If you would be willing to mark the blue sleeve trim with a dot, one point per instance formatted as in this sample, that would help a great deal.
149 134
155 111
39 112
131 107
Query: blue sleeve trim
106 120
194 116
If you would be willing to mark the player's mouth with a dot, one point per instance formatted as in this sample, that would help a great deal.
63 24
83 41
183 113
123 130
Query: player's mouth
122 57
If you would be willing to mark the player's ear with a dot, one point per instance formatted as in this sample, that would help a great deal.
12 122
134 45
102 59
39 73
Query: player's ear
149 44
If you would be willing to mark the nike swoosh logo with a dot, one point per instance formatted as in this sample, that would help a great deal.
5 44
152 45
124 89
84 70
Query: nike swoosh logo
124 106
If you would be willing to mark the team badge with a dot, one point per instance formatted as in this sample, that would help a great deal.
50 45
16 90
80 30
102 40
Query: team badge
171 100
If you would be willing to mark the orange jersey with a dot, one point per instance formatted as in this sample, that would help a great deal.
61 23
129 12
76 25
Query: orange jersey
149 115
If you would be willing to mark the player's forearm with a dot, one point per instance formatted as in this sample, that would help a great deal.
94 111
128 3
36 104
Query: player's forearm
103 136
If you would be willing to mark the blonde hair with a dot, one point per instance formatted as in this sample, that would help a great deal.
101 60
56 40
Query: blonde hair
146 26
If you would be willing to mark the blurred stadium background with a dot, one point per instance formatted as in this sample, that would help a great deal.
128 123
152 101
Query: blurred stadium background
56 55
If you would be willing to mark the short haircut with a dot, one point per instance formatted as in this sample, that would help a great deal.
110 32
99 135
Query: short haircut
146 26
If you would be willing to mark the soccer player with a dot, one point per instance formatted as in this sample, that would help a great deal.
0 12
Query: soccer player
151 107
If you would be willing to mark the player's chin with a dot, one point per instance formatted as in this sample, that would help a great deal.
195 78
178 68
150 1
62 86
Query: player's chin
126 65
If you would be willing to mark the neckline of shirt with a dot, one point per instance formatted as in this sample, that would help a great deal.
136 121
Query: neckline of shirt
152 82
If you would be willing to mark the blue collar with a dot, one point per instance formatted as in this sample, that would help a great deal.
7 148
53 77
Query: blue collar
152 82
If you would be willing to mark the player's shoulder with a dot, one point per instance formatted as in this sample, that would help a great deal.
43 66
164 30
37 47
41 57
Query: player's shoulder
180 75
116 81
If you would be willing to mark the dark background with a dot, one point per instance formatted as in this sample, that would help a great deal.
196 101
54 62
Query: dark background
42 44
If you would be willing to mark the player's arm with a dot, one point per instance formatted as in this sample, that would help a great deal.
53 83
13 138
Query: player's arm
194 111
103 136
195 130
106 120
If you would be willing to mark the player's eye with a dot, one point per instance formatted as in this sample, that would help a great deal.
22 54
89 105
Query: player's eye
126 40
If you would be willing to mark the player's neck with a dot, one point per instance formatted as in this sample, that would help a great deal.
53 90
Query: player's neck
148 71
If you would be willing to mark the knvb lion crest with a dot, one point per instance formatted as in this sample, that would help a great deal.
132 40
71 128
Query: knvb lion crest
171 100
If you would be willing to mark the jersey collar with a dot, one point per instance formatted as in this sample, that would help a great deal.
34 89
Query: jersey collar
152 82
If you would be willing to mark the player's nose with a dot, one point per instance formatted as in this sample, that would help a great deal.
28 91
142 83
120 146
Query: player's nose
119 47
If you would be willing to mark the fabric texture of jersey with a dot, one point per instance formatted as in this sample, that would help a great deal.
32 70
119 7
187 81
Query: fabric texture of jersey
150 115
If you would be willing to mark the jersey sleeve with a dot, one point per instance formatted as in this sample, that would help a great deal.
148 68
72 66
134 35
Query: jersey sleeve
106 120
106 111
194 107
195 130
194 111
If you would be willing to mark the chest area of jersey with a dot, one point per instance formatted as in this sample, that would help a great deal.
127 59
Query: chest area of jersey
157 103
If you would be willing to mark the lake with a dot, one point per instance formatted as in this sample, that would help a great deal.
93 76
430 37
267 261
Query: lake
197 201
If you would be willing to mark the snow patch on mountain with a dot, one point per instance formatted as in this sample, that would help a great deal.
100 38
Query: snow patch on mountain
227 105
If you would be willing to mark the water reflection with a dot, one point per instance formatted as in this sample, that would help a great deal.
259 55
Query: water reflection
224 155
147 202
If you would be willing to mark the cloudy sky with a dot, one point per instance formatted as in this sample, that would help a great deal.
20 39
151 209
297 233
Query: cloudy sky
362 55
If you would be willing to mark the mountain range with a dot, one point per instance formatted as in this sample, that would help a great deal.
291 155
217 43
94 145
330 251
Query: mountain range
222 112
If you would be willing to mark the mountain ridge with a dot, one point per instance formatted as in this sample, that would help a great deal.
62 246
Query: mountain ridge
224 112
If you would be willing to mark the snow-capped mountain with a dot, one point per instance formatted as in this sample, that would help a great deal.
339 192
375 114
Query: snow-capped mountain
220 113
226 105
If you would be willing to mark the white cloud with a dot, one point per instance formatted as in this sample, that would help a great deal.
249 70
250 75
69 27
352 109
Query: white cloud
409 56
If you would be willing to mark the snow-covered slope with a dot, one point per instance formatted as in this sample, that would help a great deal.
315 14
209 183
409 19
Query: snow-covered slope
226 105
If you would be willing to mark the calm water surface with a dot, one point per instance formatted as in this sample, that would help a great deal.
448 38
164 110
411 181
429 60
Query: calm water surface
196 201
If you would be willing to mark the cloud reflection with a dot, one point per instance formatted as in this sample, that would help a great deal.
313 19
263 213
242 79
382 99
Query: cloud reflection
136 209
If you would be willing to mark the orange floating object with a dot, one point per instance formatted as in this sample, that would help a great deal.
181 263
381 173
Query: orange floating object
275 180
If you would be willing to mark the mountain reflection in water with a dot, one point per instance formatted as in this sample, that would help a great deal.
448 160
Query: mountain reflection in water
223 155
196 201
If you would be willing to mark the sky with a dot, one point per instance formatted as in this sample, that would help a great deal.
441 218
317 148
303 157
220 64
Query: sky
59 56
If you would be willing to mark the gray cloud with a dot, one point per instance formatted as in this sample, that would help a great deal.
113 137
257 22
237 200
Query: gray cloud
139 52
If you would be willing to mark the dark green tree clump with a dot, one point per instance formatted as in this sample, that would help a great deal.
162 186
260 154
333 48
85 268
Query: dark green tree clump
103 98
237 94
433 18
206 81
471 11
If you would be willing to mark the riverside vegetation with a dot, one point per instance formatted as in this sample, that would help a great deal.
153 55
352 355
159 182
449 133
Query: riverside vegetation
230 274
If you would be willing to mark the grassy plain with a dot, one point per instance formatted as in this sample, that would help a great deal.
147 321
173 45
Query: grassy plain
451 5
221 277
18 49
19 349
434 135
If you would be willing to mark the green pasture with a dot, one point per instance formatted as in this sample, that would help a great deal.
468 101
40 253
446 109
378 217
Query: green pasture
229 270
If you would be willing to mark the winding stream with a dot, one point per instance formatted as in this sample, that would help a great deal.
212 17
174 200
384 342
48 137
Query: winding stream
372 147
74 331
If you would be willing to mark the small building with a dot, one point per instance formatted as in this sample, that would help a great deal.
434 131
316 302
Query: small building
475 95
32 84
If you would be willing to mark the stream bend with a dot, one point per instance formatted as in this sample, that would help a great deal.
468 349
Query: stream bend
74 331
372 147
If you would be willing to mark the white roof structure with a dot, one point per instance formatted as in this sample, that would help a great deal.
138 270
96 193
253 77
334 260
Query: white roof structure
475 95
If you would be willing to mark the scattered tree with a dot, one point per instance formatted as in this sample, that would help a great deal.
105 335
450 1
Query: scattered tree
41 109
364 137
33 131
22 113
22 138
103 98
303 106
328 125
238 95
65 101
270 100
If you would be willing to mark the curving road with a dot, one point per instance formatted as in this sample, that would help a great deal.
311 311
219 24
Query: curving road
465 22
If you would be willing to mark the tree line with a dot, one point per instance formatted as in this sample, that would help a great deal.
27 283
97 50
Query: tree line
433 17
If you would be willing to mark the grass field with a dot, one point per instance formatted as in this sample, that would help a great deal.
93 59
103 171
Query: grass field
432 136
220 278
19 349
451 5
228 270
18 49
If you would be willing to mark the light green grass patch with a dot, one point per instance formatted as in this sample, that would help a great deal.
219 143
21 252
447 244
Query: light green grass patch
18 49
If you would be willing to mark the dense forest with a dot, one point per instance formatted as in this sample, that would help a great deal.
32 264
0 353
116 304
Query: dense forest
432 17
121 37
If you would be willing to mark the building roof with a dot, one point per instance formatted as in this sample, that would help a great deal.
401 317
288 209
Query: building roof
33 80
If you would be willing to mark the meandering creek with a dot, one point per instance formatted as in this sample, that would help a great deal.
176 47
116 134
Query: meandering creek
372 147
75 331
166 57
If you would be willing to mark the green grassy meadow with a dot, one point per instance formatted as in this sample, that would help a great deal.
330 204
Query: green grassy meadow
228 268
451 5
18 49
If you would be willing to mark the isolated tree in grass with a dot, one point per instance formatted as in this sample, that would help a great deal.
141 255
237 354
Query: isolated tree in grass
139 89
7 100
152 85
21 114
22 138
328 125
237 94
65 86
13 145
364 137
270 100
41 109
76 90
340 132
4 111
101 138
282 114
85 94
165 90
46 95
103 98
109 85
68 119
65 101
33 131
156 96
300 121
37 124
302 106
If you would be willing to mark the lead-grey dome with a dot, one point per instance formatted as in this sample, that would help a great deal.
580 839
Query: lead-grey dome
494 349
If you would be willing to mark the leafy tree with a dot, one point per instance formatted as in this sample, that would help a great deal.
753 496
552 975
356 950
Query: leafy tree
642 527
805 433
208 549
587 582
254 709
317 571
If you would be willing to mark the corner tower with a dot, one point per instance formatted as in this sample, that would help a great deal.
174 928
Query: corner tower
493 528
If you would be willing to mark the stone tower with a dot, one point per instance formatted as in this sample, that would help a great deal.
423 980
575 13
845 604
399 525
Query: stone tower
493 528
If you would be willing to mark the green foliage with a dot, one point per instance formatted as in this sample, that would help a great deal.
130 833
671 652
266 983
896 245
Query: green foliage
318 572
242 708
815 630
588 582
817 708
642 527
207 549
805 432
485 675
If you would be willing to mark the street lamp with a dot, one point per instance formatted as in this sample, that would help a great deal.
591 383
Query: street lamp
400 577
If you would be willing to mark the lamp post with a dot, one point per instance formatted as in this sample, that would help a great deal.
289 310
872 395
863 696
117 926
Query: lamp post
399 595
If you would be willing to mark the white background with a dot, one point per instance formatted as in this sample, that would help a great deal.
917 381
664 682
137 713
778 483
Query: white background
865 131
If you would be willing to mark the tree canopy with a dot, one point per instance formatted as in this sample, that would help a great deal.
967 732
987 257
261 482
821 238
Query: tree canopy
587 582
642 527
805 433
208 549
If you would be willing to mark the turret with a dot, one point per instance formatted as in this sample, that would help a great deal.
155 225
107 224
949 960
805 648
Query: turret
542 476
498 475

> [Job] Output an exact copy of the lines beginning at the one that holds "If you would be willing to mark the green foliage" and running through the final line of the records.

> [Result of the task]
If you would be willing to mark the green foliage with a dot, one point per instance formatted as in this sample, that would help a great deal.
130 833
671 652
266 983
896 245
Query: green foliage
318 572
242 708
815 630
588 582
817 708
642 527
207 549
805 432
485 675
If you would be willing to mark the street lamp with a dot, one point per instance formatted as in this sample, that would help a great deal.
591 383
Query: street lamp
400 577
If you would be willing to mark the lamp post with a dot, one point per instance formatted as in this sample, that would help a great deal.
289 310
872 395
863 696
117 926
Query: lamp post
399 595
If you would be willing to mark the white background with a dot, one point per instance formatted as in this sample, that would help a great deal.
917 381
664 682
137 713
778 483
Query: white background
865 131
If you would be willing to mark the tree canopy with a dot, one point per instance formatted as in this sample, that would help a great deal.
967 732
987 257
261 482
821 238
Query: tree canopy
587 582
642 527
805 433
208 549
If you would be willing to mark the turret with a dot, one point per instance formatted as in this sample, that would help a great deal.
155 225
107 224
949 960
805 648
Query: turret
542 476
498 475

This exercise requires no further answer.